**TASK STATEMENT:**
Return each of the rows below unchanged, reproducing every line in its original order.

**DATASET:**
::::

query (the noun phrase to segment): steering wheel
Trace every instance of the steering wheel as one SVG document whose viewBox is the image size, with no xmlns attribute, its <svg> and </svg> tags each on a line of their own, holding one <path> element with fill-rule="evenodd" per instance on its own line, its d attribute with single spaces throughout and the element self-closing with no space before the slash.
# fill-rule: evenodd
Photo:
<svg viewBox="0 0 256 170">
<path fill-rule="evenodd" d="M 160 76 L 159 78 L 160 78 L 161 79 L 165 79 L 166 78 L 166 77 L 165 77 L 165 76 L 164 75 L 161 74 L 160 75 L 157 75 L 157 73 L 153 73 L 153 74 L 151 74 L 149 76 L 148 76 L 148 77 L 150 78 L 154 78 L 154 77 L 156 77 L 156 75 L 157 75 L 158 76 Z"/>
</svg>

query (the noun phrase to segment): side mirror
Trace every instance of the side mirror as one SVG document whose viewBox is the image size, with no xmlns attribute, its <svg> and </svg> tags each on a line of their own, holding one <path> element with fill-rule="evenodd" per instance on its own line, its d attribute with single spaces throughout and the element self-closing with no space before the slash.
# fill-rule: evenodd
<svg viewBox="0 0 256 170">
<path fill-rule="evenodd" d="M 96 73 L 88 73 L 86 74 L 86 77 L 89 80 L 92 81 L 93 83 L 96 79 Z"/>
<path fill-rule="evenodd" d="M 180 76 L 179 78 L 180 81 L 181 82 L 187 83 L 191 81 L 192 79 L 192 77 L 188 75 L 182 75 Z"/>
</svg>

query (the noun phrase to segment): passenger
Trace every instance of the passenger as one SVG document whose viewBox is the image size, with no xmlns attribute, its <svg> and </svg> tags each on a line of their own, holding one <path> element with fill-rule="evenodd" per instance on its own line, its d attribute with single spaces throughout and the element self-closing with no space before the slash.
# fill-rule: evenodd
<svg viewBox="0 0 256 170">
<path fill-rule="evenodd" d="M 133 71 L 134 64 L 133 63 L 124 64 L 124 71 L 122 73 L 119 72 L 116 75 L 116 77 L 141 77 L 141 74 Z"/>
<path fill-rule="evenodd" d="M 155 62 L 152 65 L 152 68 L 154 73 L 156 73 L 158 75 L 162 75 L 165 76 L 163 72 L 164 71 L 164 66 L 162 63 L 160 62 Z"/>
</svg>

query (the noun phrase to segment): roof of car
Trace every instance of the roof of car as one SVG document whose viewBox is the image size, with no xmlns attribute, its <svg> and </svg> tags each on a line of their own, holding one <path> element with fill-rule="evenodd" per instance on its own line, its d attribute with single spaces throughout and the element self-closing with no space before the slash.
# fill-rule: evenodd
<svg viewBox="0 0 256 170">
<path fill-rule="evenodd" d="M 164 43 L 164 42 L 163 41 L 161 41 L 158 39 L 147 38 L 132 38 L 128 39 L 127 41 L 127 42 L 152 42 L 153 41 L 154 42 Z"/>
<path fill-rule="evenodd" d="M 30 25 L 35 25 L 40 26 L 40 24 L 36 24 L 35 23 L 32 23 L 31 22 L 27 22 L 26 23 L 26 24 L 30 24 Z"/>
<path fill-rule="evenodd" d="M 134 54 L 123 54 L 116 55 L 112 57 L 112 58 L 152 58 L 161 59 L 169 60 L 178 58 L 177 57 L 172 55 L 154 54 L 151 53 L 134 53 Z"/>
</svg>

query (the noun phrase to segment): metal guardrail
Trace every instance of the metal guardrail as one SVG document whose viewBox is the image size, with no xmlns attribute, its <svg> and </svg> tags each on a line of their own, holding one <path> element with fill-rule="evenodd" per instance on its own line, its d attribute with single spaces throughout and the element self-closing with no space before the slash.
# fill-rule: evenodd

::::

**THE REPLY:**
query (the noun phrase to segment): steering wheel
Trace every instance of the steering wheel as one SVG document whose viewBox is the image size, with no xmlns attribute, its <svg> and </svg> tags each on a line of their own, holding one <path> element with fill-rule="evenodd" per instance on its own line, its d attribute with single spaces throughout and the element self-closing with no space before the slash.
# fill-rule: evenodd
Photo:
<svg viewBox="0 0 256 170">
<path fill-rule="evenodd" d="M 160 76 L 159 78 L 160 78 L 161 79 L 165 79 L 166 78 L 166 77 L 165 77 L 165 76 L 164 75 L 161 74 L 160 75 L 157 75 L 157 73 L 153 73 L 153 74 L 151 74 L 149 76 L 148 76 L 148 77 L 150 78 L 154 78 L 154 77 L 156 77 L 156 75 L 157 75 L 158 76 Z"/>
</svg>

query (the noun phrase to segment): side mirror
Trace every instance of the side mirror as one SVG document whose viewBox is the image size, with no xmlns attribute, its <svg> and </svg> tags each on a line of their own, holding one <path> element with fill-rule="evenodd" per instance on its own line, its d attribute with single spaces throughout and the element self-closing with no space before the slash.
# fill-rule: evenodd
<svg viewBox="0 0 256 170">
<path fill-rule="evenodd" d="M 96 73 L 88 73 L 86 74 L 86 77 L 89 80 L 92 81 L 93 83 L 96 79 Z"/>
<path fill-rule="evenodd" d="M 180 76 L 179 78 L 180 81 L 181 82 L 187 83 L 191 81 L 192 79 L 192 77 L 188 75 L 182 75 Z"/>
</svg>

query (the noun phrase to segment): passenger
Trace every instance of the passenger as one SVG document whose viewBox is the image size, with no xmlns attribute, its <svg> and </svg> tags each on a line of their own, holding one <path> element with fill-rule="evenodd" per instance on its own line, its d attribute with single spaces throughout and the element self-closing with no space before the slash.
# fill-rule: evenodd
<svg viewBox="0 0 256 170">
<path fill-rule="evenodd" d="M 133 71 L 134 64 L 133 63 L 124 64 L 124 71 L 122 73 L 119 72 L 116 75 L 116 77 L 141 77 L 141 74 Z"/>
<path fill-rule="evenodd" d="M 155 62 L 152 65 L 152 68 L 154 73 L 156 73 L 158 75 L 162 75 L 165 76 L 163 72 L 164 71 L 164 66 L 162 63 L 160 62 Z"/>
</svg>

query (the noun phrase to segment): roof of car
Trace every instance of the roof of car as one SVG document whose viewBox is the image size, with no xmlns attribute, its <svg> and </svg> tags each on a line of their own, holding one <path> element with fill-rule="evenodd" per instance on its own line, its d attribute with single spaces throughout and the element self-closing with no space before the slash.
# fill-rule: evenodd
<svg viewBox="0 0 256 170">
<path fill-rule="evenodd" d="M 164 43 L 164 42 L 163 41 L 161 41 L 158 39 L 147 38 L 132 38 L 128 39 L 127 41 L 127 42 L 152 42 L 153 41 L 154 42 Z"/>
<path fill-rule="evenodd" d="M 30 25 L 35 25 L 40 26 L 40 24 L 36 24 L 35 23 L 32 23 L 31 22 L 27 22 L 26 23 L 26 24 L 30 24 Z"/>
<path fill-rule="evenodd" d="M 134 54 L 123 54 L 116 55 L 112 57 L 112 58 L 152 58 L 161 59 L 169 60 L 178 58 L 177 57 L 172 55 L 154 54 L 151 53 L 134 53 Z"/>
</svg>

query (the noun phrase to segment): metal guardrail
Trace every instance of the metal guardrail as one SVG document whose viewBox is the image size, with no xmlns attribute, its <svg> and </svg> tags each on a line of their own, holding one <path> element with fill-rule="evenodd" per instance on its own line, its d attribute with single spaces throughout and the element self-closing with no space before the slash.
# fill-rule: evenodd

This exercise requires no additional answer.